Directive
Starting at the line that holds "Pick out the teeth", set down each line through the end of the listing, exactly as written and with nothing added.

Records
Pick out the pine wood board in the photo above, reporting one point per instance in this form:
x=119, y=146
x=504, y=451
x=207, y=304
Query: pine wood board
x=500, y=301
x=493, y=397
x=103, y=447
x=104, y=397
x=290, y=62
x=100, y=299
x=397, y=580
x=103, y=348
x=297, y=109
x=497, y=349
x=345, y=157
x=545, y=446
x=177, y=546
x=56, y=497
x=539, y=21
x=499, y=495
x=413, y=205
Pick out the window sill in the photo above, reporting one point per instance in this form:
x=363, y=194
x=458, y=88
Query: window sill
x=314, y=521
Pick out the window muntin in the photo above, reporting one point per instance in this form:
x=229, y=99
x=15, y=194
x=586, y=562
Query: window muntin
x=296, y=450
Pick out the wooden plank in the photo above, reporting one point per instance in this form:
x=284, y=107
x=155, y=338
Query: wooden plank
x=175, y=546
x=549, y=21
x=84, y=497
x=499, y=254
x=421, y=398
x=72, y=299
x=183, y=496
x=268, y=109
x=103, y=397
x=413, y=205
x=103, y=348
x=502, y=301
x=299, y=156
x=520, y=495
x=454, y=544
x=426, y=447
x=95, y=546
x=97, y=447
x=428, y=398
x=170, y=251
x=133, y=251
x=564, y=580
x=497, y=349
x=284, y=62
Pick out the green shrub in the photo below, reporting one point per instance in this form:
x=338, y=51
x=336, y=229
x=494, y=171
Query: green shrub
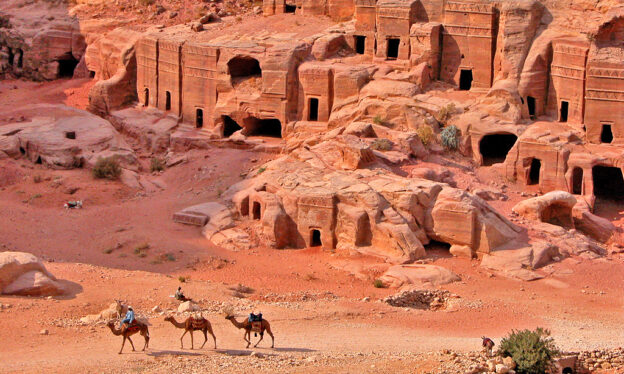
x=450, y=137
x=157, y=165
x=532, y=351
x=378, y=283
x=425, y=133
x=445, y=113
x=382, y=144
x=107, y=168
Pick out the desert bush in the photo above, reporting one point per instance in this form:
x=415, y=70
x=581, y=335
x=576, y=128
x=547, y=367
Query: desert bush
x=157, y=165
x=450, y=137
x=107, y=168
x=382, y=144
x=532, y=351
x=445, y=113
x=425, y=133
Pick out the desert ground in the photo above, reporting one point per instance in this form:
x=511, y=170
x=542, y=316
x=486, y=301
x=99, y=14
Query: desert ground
x=323, y=308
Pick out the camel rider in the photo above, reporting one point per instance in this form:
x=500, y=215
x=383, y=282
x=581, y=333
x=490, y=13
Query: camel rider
x=255, y=317
x=129, y=318
x=179, y=295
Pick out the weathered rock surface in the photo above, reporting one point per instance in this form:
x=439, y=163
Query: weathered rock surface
x=305, y=199
x=113, y=59
x=418, y=275
x=62, y=137
x=24, y=274
x=554, y=207
x=34, y=283
x=188, y=306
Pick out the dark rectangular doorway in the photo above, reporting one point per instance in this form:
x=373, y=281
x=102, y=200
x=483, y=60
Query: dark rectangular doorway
x=465, y=79
x=229, y=126
x=360, y=44
x=313, y=110
x=563, y=111
x=531, y=105
x=393, y=49
x=199, y=118
x=608, y=182
x=535, y=171
x=256, y=211
x=315, y=238
x=577, y=181
x=606, y=135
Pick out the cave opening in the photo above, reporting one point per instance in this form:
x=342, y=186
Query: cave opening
x=608, y=182
x=229, y=126
x=495, y=147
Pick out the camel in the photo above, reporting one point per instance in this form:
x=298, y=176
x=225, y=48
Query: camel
x=128, y=331
x=247, y=326
x=193, y=324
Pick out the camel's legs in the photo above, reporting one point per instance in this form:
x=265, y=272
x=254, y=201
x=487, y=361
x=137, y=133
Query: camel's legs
x=205, y=338
x=122, y=344
x=181, y=341
x=146, y=337
x=268, y=331
x=132, y=344
x=213, y=336
x=245, y=337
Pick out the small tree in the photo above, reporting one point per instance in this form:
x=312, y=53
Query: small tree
x=532, y=351
x=445, y=113
x=425, y=133
x=157, y=165
x=450, y=137
x=381, y=144
x=107, y=168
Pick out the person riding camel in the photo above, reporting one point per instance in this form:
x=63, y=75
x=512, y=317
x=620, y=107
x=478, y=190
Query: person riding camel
x=488, y=345
x=179, y=295
x=255, y=317
x=128, y=319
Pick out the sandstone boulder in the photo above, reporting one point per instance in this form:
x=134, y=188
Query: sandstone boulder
x=459, y=218
x=61, y=137
x=188, y=306
x=34, y=283
x=24, y=274
x=418, y=275
x=113, y=59
x=554, y=207
x=590, y=224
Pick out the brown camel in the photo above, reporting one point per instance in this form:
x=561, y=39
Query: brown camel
x=193, y=324
x=128, y=331
x=247, y=326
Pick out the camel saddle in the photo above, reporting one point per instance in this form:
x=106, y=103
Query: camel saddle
x=134, y=326
x=197, y=323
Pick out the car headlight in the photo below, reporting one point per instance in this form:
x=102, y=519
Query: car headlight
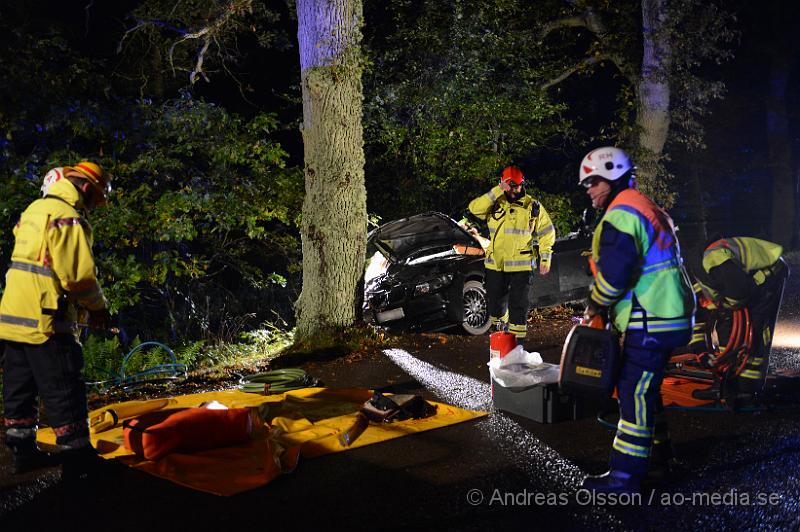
x=432, y=285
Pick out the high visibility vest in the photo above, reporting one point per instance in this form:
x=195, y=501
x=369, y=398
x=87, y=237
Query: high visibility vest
x=521, y=233
x=753, y=255
x=661, y=285
x=52, y=269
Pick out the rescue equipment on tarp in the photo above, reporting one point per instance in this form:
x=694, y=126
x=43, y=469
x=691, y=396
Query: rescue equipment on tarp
x=159, y=433
x=703, y=378
x=276, y=381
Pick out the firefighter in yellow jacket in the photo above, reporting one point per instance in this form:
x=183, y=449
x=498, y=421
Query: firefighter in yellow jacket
x=521, y=238
x=52, y=273
x=735, y=273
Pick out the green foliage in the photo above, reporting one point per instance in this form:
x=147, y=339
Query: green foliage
x=102, y=358
x=202, y=222
x=252, y=348
x=451, y=98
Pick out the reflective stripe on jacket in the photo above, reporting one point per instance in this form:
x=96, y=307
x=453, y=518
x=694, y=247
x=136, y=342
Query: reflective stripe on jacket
x=520, y=236
x=754, y=256
x=661, y=285
x=52, y=268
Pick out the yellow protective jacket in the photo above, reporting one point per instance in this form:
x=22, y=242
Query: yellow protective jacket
x=754, y=256
x=52, y=269
x=521, y=233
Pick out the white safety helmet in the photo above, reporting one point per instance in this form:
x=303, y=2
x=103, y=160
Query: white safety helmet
x=51, y=177
x=607, y=162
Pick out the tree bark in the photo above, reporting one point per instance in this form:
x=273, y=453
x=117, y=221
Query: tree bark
x=334, y=224
x=653, y=93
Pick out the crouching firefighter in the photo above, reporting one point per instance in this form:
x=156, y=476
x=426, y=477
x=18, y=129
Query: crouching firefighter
x=521, y=236
x=740, y=273
x=641, y=286
x=52, y=272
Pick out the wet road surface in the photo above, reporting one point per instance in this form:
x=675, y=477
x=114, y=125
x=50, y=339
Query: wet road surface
x=741, y=471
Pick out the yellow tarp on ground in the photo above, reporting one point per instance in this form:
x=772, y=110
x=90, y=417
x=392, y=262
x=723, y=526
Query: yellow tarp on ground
x=307, y=423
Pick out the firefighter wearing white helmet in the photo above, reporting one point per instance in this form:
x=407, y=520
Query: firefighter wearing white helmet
x=52, y=272
x=641, y=286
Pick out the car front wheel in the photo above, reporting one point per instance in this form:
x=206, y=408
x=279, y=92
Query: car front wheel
x=476, y=309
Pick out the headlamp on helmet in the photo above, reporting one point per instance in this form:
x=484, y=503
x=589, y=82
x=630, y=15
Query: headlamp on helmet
x=609, y=163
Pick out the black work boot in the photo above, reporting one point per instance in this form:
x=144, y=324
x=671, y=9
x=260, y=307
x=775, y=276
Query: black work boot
x=613, y=482
x=25, y=456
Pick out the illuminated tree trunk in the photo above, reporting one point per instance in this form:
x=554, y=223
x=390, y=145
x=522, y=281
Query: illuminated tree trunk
x=653, y=93
x=334, y=223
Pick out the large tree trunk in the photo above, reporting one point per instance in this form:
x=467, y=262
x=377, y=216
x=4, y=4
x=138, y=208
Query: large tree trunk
x=780, y=59
x=334, y=223
x=652, y=95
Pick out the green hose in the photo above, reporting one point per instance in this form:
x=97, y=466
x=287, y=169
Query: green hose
x=279, y=381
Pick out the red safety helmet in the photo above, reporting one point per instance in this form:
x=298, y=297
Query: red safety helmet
x=512, y=174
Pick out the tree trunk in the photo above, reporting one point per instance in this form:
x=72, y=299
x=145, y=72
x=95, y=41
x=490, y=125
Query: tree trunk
x=780, y=58
x=334, y=224
x=652, y=95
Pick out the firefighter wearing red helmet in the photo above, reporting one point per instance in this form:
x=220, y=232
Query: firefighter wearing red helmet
x=521, y=239
x=641, y=286
x=52, y=273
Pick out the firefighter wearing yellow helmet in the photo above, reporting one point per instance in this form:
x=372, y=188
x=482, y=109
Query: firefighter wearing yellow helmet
x=52, y=273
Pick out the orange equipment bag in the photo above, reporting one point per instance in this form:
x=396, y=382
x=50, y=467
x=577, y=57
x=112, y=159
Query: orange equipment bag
x=156, y=434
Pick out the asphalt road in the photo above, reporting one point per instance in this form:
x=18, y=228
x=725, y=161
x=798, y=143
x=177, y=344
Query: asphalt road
x=741, y=471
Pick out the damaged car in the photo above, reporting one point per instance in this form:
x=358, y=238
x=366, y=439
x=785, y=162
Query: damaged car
x=425, y=273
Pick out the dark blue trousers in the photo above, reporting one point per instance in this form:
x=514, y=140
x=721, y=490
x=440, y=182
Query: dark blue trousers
x=645, y=357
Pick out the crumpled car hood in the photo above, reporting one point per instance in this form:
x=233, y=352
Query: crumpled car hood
x=399, y=239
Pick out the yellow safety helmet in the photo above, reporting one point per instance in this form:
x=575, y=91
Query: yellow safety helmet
x=95, y=175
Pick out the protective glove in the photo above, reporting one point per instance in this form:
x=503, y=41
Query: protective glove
x=594, y=312
x=99, y=320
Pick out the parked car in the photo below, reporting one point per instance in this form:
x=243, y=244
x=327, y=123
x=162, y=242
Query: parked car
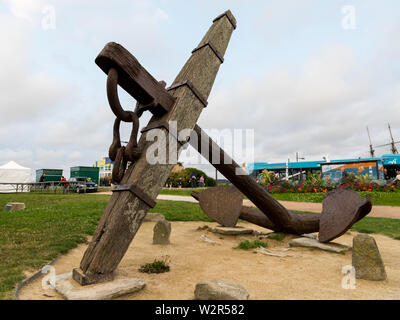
x=81, y=185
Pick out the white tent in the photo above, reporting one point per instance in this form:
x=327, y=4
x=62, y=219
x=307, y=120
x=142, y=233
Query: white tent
x=13, y=173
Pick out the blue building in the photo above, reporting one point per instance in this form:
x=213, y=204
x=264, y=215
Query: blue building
x=379, y=168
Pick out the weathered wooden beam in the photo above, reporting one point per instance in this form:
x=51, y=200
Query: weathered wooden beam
x=133, y=78
x=125, y=211
x=340, y=209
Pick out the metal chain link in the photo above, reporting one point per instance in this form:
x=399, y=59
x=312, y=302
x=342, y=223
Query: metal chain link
x=121, y=155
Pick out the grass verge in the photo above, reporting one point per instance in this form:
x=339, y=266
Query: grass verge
x=52, y=224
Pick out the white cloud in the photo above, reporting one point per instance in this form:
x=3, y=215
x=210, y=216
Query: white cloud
x=24, y=94
x=323, y=108
x=25, y=9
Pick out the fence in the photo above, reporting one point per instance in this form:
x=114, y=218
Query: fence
x=45, y=187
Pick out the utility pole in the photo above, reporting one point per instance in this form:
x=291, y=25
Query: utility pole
x=371, y=149
x=392, y=143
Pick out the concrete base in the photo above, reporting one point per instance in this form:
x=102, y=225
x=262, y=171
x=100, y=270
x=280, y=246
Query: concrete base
x=71, y=290
x=313, y=243
x=233, y=231
x=84, y=280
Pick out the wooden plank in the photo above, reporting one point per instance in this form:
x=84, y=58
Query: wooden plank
x=133, y=77
x=125, y=212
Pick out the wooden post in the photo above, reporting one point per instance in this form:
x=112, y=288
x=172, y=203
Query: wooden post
x=125, y=211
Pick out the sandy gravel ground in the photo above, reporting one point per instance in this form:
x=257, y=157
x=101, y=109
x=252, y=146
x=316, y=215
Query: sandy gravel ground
x=377, y=211
x=310, y=274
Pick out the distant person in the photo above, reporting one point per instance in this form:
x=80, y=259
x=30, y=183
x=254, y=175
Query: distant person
x=41, y=180
x=201, y=182
x=385, y=174
x=179, y=183
x=65, y=185
x=193, y=180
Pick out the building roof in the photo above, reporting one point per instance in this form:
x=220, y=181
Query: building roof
x=387, y=159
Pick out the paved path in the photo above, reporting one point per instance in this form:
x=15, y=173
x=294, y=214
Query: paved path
x=377, y=211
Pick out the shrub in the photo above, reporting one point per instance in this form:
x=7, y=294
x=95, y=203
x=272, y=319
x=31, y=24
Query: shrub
x=157, y=266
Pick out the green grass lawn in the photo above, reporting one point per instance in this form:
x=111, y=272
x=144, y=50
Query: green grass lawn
x=378, y=198
x=52, y=224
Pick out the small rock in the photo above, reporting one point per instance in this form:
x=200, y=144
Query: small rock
x=205, y=239
x=231, y=230
x=161, y=232
x=102, y=291
x=312, y=243
x=205, y=227
x=366, y=259
x=220, y=290
x=310, y=235
x=153, y=216
x=11, y=206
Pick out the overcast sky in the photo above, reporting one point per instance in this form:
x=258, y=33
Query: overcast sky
x=303, y=74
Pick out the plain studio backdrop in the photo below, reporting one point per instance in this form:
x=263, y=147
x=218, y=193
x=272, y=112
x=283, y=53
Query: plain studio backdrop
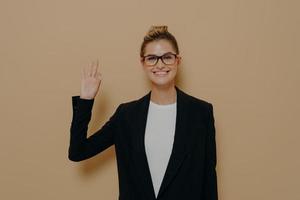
x=240, y=55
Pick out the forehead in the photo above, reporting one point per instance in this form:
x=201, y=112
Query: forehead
x=159, y=47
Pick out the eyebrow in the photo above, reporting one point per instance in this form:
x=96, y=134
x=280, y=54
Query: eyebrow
x=157, y=55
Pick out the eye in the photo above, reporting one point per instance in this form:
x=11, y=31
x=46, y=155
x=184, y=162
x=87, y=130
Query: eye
x=151, y=58
x=168, y=57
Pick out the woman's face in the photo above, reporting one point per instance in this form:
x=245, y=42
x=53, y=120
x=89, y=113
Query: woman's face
x=161, y=74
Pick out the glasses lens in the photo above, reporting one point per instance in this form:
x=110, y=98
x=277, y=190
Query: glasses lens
x=169, y=59
x=150, y=60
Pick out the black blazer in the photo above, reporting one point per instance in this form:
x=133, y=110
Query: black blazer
x=191, y=171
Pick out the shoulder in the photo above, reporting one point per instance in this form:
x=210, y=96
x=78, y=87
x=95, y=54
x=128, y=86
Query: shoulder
x=196, y=102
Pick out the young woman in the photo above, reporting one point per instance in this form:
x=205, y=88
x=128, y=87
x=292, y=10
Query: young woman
x=164, y=141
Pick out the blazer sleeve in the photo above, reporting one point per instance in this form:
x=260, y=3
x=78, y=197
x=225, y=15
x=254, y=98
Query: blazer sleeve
x=210, y=182
x=81, y=147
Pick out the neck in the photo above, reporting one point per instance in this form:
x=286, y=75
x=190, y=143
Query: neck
x=163, y=95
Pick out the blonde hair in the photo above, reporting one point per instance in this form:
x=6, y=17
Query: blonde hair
x=158, y=33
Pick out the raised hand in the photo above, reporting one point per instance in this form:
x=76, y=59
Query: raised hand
x=90, y=81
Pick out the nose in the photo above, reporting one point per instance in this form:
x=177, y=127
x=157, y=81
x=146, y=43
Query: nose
x=160, y=64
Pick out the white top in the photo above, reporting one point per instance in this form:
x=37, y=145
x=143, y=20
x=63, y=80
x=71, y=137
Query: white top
x=159, y=138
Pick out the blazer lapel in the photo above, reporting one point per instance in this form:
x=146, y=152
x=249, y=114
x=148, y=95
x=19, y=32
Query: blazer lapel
x=179, y=149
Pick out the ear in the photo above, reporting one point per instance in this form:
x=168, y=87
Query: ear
x=179, y=60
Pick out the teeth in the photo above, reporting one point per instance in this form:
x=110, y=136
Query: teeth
x=160, y=73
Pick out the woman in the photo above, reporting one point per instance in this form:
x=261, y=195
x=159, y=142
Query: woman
x=164, y=141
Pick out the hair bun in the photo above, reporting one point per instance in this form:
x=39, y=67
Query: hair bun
x=157, y=30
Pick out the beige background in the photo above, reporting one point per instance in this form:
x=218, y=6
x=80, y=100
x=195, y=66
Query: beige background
x=242, y=56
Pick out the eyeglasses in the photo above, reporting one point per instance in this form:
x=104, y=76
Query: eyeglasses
x=167, y=58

Answer to this task
Pick out the teeth in the photo above, reporting one point per instance in this form:
x=110, y=136
Query: teeth
x=160, y=73
Pick out the woman in the photo above, reporting one point per instance in this form:
x=261, y=195
x=159, y=142
Query: woman
x=164, y=141
Pick out the hair bun in the photo above, reporting one point per instance in this form:
x=39, y=67
Query: hair bun
x=157, y=30
Pick out the beige background in the photo above, reporting one point per instance in this form:
x=218, y=6
x=80, y=100
x=195, y=66
Query: beige background
x=242, y=56
Pick out the eyeglasses in the photo above, reporting one point per instance in this form:
x=104, y=76
Query: eyeglasses
x=167, y=58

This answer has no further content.